*** Opening of PASSAGE SHOWN ***

In a statement following Cuomo's public attack, Kim said the governor is attempting to "smear" him to "distract us from his fatally incompetent management."
"But these facts are not going away because they are the facts—unacceptable facts that hold him accountable," Kim added.
The origin of the intensifying public spat between Cuomo and Kim dates back to March of last year, when the New York state health department issued an advisory requiring nursing homes to accept still-recovering Covid-19 patients, despite the risk that they could spread the virus to other vulnerable people in the facilities. While Cuomo effectively rescinded the directive in May amid widespread backlash, critics said the order had deadly consequences for nursing home residents, as Common Dreams reported at the time.
In July, Kim demanded the creation of an independent, bipartisan panel to investigate the Cuomo administration's handling of nursing homes during the coronavirus crisis. The assemblyman also called on the governor to be fully transparent about the coronavirus death toll at New York's nursing homes, which he and other lawmakers believed was being significantly undercounted by the state government.
That suspicion was vindicated last week when Melissa DeRosa, a top Cuomo aide, admitted that the state government intentionally withheld information on the nursing home death count—which is now estimated to be around 15,000—out of fear that the staggering figure would be "used against us" by the Trump Justice Department. Earlier state reports of the death toll didn't include the thousands of nursing home residents who ultimately died at hospitals.
Cuomo rejected allegations of a cover-up, saying after DeRosa's comments were reported that there was simply "a delay in providing the press and the public all that additional information."
"Everyone was busy," the governor said. "We're in the midst of managing a pandemic."
Federal prosecutors with the U.S. attorney's office for the Eastern District of New York are now investigating the Cuomo administration's handling of Covid-19 at nursing homes, the Wall Street Journal reported.
In response to DeRosa's admission, Kim told the New York Post last week that it the Cuomo government appeared to be "trying to dodge having any incriminating evidence that might put the administration or the [Health Department] in further trouble with the Department of Justice."
Kim told the New York Times that hours after his comments to the Post went to press, he received an angry late-night call from Cuomo, who proceeded to yell at Kim for 10 minutes and demand that he walk back his remarks.

*** Close of PASSAGE SHOWN ***
*** Opening of SUPPLIED ENTRIES ***

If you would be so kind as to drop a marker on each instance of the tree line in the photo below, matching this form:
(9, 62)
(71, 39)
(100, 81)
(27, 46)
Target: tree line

*** Close of SUPPLIED ENTRIES ***

_INSTRUCTIONS_.
a) Reproduce the passage about the Cuomo–Kim nursing home dispute word for word, between "In July, Kim" and "the state government.", inclusive.
b) Carry on the passage about the Cuomo–Kim nursing home dispute, beginning right after its final sentence.

_RESPONSES BY TASK_.
a)
In July, Kim demanded the creation of an independent, bipartisan panel to investigate the Cuomo administration's handling of nursing homes during the coronavirus crisis. The assemblyman also called on the governor to be fully transparent about the coronavirus death toll at New York's nursing homes, which he and other lawmakers believed was being significantly undercounted by the state government.

b)
"He goes off about how I hadn't seen his wrath and anger, that he would destroy me and he would go out tomorrow and start telling how bad of a person I am and I would be finished and how he had bit his tongue about me for months," Kim said. "This was all yelling. It wasn't a pleasant tone."
Refusing to back down in the face of Cuomo's threats, Kim used his statement Wednesday to slam Cuomo for slipping "legal immunity into our state budget bill for hospital executives and for-profit nursing homes at the request of powerful lobbyists like the Greater New York Hospital Association (GNYHA)—a group that donated $1.25 million towards his campaign."
As The Daily Poster's David Sirota pointed out, "GNYHA said it 'drafted' the provision, which did not merely shield frontline healthcare workers from lawsuits, but also extended such liability protection to top corporate officials who make staffing and safety decisions."
"Critics argued that shielding hospital and nursing home executives from the threat of lawsuits would remove a deterrent to cost-cutting, profit-maximizing decisions that endanger lives," Sirota wrote. "They were ignored."
Kim went on to note that Cuomo's administration "was grossly under-reporting nursing home deaths by as much as 50 percent and withholding information about the situation to federal and state officials—a move that benefited the same healthcare donors helping his campaign over the years."
"As legislators we have a duty to uncover the truth behind the nursing home deaths and the governor's explanations do not add up," Kim said. "While he claims he was taking time to answer the Justice Department, we saw him gallivant around on a book tour and victory lap across prime time cable shows. Again, all while his top aide deliberately hid the information in fear of political and legal consequences."